• WORK INSTRUCTIONS: All the data beneath this line is to be reproduced exactly.

━━━ RECORDED INFORMATION

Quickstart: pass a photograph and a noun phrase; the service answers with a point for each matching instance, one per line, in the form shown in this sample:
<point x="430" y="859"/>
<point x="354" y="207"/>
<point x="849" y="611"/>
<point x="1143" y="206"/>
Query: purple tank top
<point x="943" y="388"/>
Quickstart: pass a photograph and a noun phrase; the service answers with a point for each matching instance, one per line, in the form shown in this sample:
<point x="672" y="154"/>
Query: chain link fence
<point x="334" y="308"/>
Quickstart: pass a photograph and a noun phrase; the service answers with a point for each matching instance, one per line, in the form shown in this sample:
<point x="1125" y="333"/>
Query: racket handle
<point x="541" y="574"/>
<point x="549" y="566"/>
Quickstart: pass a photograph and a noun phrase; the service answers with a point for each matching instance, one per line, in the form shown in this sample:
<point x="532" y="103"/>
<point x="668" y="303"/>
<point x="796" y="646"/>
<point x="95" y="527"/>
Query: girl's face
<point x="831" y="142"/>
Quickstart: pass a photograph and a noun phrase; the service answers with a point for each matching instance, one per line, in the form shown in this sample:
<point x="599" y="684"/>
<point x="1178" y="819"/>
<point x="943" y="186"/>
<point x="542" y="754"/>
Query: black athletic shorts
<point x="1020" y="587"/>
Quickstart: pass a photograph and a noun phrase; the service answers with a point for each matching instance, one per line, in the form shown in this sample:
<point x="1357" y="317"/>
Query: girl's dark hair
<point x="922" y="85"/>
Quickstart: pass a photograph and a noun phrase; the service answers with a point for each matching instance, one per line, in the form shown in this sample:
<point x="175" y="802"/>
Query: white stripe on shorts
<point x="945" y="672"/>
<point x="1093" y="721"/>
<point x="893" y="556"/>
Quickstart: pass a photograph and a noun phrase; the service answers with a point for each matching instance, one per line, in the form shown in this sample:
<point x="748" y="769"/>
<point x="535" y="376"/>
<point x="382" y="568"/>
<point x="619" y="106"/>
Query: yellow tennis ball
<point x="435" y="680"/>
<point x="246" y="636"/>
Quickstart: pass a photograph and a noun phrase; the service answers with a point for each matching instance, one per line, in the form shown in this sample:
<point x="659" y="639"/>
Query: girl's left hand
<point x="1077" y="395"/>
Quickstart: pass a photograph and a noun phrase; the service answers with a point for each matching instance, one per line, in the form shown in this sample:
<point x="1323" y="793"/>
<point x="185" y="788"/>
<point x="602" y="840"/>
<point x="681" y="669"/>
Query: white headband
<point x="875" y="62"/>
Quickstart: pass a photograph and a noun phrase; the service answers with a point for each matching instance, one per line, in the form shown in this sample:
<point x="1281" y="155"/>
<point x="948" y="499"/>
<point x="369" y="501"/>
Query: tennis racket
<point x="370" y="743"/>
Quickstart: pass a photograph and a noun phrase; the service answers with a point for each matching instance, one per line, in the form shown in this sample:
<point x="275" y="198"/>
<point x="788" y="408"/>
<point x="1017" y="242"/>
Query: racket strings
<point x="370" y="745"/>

━━━━━━

• RESPONSE:
Quickstart: pass a photograph and a noun phrase; the service answers with a point for each matching instance, one per line, in the form shown in this sample:
<point x="430" y="859"/>
<point x="354" y="207"/>
<point x="849" y="611"/>
<point x="1143" y="206"/>
Query: purple tank top
<point x="943" y="388"/>
Quickstart: pass a photograph and a noun phrase; the service answers with a point for each matching instance, one per line, in the form shown in this sample:
<point x="672" y="154"/>
Query: chain link fence
<point x="334" y="308"/>
Quickstart: pass a photograph and a noun phrase; the service answers with a point for each matching instance, one per line, in the form shown in this sample:
<point x="1125" y="333"/>
Query: racket handle
<point x="541" y="574"/>
<point x="549" y="566"/>
Quickstart: pass a photograph and a noun phrase; the service answers with a point for each matching instance, one per line, in the form shown in this sample:
<point x="532" y="103"/>
<point x="668" y="303"/>
<point x="796" y="646"/>
<point x="95" y="527"/>
Query: girl's face
<point x="831" y="142"/>
Quickstart: pass a photograph and a noun phrase; the service answers with a point for each matching instance, one per line, in the form shown in this sample:
<point x="599" y="684"/>
<point x="1178" y="819"/>
<point x="943" y="186"/>
<point x="542" y="754"/>
Query: black athletic shorts
<point x="1020" y="587"/>
Quickstart: pass a photograph and a noun phrase; the service answers with a point for each matching instance, one per line, in the form shown in this sample:
<point x="1357" y="317"/>
Query: girl's dark hair
<point x="922" y="85"/>
Quickstart: pass a photograph and a noun phrase; the service answers with a point for each matching instance, one per line, in the form shown in this sample:
<point x="175" y="802"/>
Query: white stripe on shorts
<point x="945" y="672"/>
<point x="1093" y="721"/>
<point x="893" y="556"/>
Quickstart: pass a photograph and a noun phrase; the service answers with a point for each matching instance, one per line, in the form shown in this sample:
<point x="748" y="769"/>
<point x="535" y="376"/>
<point x="382" y="568"/>
<point x="619" y="106"/>
Query: yellow tennis ball
<point x="435" y="680"/>
<point x="246" y="636"/>
Quickstart: pass a photograph and a noun phrase; the service answers with a point for each matching instance, one per line, in the form shown in this sample:
<point x="659" y="639"/>
Query: girl's left hand
<point x="1077" y="395"/>
Quickstart: pass a photograph and a noun phrase; the service answers with a point for each matching instance, one per line, in the form shown in this sample:
<point x="1323" y="793"/>
<point x="185" y="788"/>
<point x="602" y="840"/>
<point x="681" y="669"/>
Query: white headband
<point x="875" y="62"/>
Quickstart: pass a photograph and a noun phrase; the service answers with a point for each matching instance, one per line, in the form shown in this sample:
<point x="1281" y="155"/>
<point x="948" y="499"/>
<point x="369" y="501"/>
Query: tennis racket
<point x="370" y="743"/>
Quickstart: pass a photograph and a noun phrase; the service answers with a point for each matching instance, one per line, in the form shown in this sample:
<point x="275" y="198"/>
<point x="788" y="408"/>
<point x="1017" y="242"/>
Query: racket strings
<point x="370" y="745"/>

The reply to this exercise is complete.